§ **TASK DIRECTIONS**:
Could you copy the listing below line for line, keeping every character and space unchanged?

━━━ SUPPLIED RECORDS ━━━

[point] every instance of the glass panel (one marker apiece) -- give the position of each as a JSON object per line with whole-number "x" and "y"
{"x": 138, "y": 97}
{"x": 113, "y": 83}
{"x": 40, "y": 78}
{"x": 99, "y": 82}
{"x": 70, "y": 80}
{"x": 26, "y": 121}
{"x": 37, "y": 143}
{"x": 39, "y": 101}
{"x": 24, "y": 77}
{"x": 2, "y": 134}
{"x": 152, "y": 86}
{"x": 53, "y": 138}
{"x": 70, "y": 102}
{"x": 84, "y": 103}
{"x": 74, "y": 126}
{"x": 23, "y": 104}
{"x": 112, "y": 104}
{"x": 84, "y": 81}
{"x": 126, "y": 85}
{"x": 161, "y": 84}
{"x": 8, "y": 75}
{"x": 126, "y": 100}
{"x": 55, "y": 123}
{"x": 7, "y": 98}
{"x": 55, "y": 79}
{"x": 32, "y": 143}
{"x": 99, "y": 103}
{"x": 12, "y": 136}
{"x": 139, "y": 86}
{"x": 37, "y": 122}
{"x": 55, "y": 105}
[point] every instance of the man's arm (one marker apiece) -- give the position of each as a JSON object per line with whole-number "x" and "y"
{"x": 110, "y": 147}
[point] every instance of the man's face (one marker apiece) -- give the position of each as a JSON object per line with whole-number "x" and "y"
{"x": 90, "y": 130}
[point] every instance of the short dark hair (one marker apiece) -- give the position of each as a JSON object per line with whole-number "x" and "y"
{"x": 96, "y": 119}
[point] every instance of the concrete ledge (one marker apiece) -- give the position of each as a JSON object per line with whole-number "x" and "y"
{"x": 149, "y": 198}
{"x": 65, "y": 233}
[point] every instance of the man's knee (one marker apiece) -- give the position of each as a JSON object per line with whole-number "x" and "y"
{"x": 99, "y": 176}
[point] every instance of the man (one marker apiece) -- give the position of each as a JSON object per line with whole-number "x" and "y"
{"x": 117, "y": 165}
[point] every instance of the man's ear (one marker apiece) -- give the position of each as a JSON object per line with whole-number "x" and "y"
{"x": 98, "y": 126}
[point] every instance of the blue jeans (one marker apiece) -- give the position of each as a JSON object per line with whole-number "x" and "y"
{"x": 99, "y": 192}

━━━

§ **SOLUTION**:
[point] every instance of the glass panel (one marker apiece) -- give the position of each as a JSON object per line with whole-number "x" and "y"
{"x": 138, "y": 97}
{"x": 113, "y": 83}
{"x": 40, "y": 78}
{"x": 99, "y": 82}
{"x": 70, "y": 80}
{"x": 26, "y": 121}
{"x": 37, "y": 143}
{"x": 39, "y": 101}
{"x": 24, "y": 77}
{"x": 2, "y": 134}
{"x": 152, "y": 86}
{"x": 53, "y": 138}
{"x": 70, "y": 102}
{"x": 84, "y": 103}
{"x": 74, "y": 126}
{"x": 23, "y": 104}
{"x": 112, "y": 104}
{"x": 84, "y": 81}
{"x": 126, "y": 85}
{"x": 161, "y": 84}
{"x": 8, "y": 75}
{"x": 126, "y": 100}
{"x": 55, "y": 123}
{"x": 7, "y": 98}
{"x": 55, "y": 79}
{"x": 32, "y": 143}
{"x": 99, "y": 103}
{"x": 12, "y": 136}
{"x": 139, "y": 86}
{"x": 37, "y": 122}
{"x": 55, "y": 105}
[point] every instance of the man's arm (one marker apiece) -- give the position of each as a JSON object per line with whole-number "x" and "y"
{"x": 110, "y": 147}
[point] every instance of the man's face (one marker apiece) -- give the position of each as a JSON object per line with whole-number "x" and "y"
{"x": 90, "y": 130}
[point] every instance of the short dark hair (one marker apiece) -- give the position of each as a JSON object per line with whole-number "x" and "y"
{"x": 96, "y": 119}
[point] every instance of the concrete ledge (one marker apiece) -- give the position of each as a JSON object per line with whole-number "x" and "y"
{"x": 149, "y": 198}
{"x": 65, "y": 233}
[point] every instance of the man's knee (one marker apiece) -- give the position of each as a JSON object per line with whole-number "x" and "y"
{"x": 99, "y": 176}
[point] every instance of the man (one marker apiece) -- give the position of each as a JSON object per line with whole-number "x" and "y"
{"x": 117, "y": 165}
[point] every instance of the man's ear (one marker apiece) -- give the position of each as a JSON object per line with whole-number "x" and "y"
{"x": 98, "y": 126}
[point] every instance of the blue jeans (one marker apiece) -- give the position of each as a JSON object per line with whole-number "x" and "y"
{"x": 99, "y": 192}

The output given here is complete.